Set task:
Copy the lines below word for word, from the very first one through the line that contains "left=329, top=448, right=439, bottom=566". Leave the pictures out of your copy.

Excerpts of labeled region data
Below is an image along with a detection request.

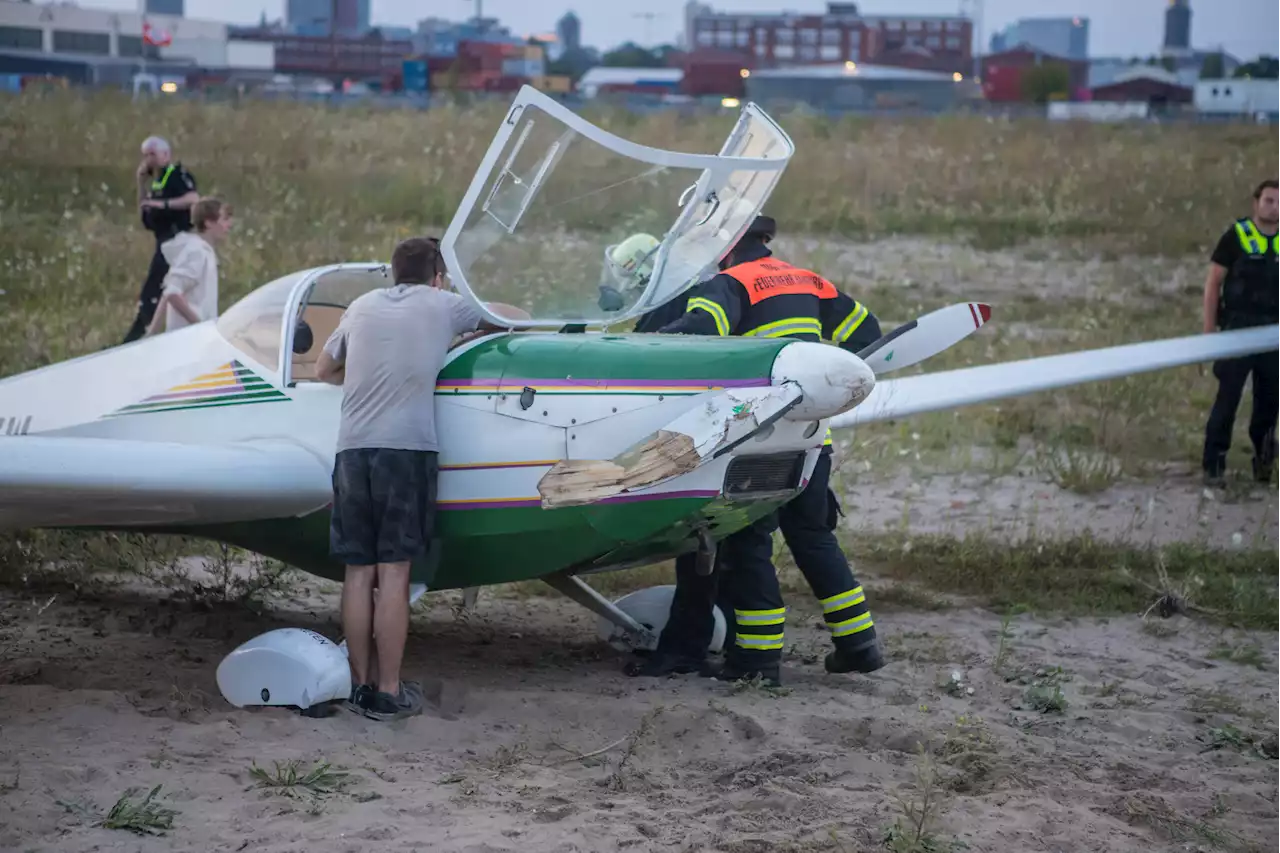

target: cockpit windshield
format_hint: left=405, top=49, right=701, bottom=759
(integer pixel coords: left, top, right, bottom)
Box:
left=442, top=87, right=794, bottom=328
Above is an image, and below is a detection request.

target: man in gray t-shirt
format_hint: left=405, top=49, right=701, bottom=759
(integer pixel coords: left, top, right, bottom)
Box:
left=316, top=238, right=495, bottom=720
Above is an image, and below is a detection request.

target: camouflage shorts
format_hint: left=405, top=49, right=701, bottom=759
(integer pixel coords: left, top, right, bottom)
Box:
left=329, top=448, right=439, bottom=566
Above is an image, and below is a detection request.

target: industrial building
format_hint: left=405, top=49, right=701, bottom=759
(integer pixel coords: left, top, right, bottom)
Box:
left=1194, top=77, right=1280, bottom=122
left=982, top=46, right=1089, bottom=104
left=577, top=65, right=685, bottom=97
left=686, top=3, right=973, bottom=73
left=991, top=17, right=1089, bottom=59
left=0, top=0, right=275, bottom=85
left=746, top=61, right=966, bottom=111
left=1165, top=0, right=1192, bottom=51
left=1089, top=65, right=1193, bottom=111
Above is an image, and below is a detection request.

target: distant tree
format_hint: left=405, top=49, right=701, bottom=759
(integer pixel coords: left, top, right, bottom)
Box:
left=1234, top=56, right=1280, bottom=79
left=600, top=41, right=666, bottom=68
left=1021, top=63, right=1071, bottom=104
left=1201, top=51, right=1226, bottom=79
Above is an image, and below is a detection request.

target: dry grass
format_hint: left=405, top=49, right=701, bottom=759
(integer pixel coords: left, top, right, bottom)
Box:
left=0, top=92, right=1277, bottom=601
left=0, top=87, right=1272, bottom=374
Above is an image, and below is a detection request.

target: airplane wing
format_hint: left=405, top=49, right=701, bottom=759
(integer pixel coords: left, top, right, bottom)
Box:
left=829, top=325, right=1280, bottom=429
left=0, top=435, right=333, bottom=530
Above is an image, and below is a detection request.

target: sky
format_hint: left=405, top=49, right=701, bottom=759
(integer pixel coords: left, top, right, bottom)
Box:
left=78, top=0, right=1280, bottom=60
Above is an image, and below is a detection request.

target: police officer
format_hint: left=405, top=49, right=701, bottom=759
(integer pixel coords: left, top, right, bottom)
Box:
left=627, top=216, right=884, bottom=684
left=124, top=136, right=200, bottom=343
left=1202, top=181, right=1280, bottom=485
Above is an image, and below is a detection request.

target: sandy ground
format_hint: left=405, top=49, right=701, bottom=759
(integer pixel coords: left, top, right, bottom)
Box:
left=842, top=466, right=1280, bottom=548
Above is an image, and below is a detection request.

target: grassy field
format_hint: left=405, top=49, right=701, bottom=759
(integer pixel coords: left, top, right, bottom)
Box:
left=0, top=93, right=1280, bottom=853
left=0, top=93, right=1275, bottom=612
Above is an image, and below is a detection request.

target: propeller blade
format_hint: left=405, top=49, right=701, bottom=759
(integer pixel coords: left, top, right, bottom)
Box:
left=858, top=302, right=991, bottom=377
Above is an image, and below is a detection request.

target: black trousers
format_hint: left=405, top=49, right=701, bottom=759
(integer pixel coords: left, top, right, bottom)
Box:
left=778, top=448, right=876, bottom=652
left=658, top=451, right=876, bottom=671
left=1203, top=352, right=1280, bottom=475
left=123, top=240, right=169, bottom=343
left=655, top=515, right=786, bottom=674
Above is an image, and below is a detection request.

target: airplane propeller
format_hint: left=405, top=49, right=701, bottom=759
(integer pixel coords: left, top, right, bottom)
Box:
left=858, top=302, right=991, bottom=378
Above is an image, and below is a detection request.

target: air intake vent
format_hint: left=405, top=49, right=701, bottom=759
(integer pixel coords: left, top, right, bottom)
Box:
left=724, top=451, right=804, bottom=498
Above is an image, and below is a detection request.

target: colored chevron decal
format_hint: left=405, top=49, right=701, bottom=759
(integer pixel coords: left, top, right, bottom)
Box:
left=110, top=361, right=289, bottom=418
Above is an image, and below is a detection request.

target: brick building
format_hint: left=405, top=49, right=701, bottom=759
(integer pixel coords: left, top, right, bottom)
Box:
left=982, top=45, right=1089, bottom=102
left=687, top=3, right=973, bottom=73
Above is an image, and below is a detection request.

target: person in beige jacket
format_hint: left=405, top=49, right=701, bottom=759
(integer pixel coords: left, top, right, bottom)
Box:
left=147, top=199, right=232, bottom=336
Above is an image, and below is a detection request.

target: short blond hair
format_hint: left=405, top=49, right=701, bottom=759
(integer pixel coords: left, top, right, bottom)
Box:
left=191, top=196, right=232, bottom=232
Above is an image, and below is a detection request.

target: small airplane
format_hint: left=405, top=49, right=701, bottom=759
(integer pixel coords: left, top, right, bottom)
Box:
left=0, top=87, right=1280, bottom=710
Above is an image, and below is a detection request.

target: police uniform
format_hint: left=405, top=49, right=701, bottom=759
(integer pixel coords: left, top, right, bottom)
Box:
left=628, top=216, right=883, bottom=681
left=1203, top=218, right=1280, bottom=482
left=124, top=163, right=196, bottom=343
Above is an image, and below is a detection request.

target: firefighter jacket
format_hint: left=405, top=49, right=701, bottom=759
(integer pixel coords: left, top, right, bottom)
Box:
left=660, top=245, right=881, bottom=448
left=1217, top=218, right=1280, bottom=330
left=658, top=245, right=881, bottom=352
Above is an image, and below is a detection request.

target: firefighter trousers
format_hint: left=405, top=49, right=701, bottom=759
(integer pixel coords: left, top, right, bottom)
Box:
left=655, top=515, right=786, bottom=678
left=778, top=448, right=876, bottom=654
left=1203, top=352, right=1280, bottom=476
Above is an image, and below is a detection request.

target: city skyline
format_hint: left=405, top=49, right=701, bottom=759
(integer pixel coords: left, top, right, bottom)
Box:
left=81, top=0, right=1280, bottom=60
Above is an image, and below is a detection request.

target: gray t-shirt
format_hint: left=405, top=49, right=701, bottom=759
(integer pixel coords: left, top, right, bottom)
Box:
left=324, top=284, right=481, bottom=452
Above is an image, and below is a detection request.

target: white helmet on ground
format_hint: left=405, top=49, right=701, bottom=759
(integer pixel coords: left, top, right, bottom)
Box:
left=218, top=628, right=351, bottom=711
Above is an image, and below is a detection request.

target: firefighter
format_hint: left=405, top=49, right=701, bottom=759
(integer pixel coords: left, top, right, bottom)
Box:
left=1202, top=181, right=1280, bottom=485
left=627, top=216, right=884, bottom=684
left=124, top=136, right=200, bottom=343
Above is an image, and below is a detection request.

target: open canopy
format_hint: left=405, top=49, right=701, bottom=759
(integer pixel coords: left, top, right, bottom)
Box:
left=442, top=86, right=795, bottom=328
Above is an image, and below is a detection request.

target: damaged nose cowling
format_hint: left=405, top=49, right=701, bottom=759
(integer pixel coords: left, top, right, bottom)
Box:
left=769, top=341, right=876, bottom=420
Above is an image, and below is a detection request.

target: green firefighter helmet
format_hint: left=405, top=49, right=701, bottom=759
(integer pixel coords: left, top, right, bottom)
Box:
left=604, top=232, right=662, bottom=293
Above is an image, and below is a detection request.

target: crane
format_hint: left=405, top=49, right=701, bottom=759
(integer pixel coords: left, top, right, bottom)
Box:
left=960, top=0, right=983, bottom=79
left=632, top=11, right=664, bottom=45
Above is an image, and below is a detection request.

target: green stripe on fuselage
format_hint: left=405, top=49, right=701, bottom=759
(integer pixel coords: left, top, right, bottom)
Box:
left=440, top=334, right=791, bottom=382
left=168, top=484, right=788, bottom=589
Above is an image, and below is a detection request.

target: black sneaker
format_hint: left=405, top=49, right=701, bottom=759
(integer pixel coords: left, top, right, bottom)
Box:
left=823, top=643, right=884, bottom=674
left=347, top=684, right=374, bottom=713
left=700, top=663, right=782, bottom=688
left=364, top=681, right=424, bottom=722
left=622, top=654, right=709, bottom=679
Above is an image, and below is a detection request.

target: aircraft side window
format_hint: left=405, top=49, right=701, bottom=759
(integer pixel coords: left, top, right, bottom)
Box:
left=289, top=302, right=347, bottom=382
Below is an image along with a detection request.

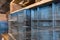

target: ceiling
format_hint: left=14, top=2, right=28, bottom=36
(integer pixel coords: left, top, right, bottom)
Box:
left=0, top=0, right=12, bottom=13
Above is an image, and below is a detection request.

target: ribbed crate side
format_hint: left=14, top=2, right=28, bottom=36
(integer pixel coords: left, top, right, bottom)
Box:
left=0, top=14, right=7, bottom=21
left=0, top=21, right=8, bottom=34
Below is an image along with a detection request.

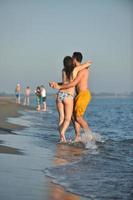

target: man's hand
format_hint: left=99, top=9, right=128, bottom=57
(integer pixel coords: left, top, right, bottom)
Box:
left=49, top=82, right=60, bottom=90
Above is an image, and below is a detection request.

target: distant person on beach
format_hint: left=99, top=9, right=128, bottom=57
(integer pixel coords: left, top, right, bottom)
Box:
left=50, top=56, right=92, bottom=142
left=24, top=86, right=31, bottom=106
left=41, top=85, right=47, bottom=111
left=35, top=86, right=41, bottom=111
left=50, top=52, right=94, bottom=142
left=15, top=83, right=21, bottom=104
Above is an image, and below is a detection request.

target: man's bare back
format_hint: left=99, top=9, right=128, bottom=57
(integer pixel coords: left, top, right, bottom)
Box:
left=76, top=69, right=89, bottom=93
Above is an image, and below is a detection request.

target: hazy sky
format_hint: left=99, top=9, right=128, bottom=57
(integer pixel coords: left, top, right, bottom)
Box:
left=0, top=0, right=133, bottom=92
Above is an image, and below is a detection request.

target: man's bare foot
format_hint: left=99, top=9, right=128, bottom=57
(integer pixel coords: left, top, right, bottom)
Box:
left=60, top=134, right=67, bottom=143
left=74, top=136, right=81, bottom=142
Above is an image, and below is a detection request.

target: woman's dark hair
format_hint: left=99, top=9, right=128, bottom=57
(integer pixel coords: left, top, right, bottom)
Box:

Task output:
Below is an image along with a detection request.


target: cockpit windshield
format_hint: left=405, top=49, right=701, bottom=759
(integer pixel coords: left, top, right, bottom)
Box:
left=442, top=87, right=794, bottom=328
Above is an image, and below is a detection request.

target: man in gray t-shirt
format_hint: left=405, top=49, right=701, bottom=759
(integer pixel coords: left, top, right, bottom)
Box:
left=316, top=238, right=495, bottom=720
Above is an image, and below is a detection request.

target: camouflage shorts
format_hint: left=405, top=49, right=701, bottom=759
(integer pixel coords: left, top, right, bottom)
Box:
left=329, top=448, right=439, bottom=566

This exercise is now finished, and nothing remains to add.